- _Prompt_: All lines with the word "instance" are to be found and copied from the listing.

- _Extracted information_:
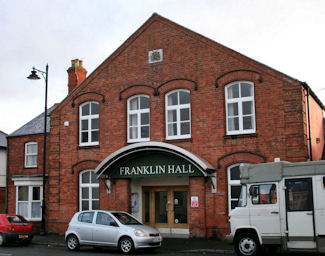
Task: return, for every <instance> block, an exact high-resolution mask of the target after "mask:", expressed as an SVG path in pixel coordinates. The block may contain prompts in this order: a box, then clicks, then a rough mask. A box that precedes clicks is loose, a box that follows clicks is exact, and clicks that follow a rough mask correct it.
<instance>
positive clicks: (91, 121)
mask: <svg viewBox="0 0 325 256" xmlns="http://www.w3.org/2000/svg"><path fill="white" fill-rule="evenodd" d="M98 141H99V104H98V103H97V102H87V103H84V104H83V105H81V106H80V145H81V146H88V145H89V146H90V145H98Z"/></svg>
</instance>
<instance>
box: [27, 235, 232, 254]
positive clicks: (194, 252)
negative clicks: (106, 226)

- _Written reply_:
Task: return, for every <instance> block, an exact high-resolution mask of the target after "mask:", expressed as an SVG path in pixel coordinates. The block may contain prompts in this order: a box, then clicks, then a rough mask. A box that precedes clicks is loose, a box that follows clicks is exact, and clicks that follow a rough mask correct it.
<instance>
</instance>
<instance>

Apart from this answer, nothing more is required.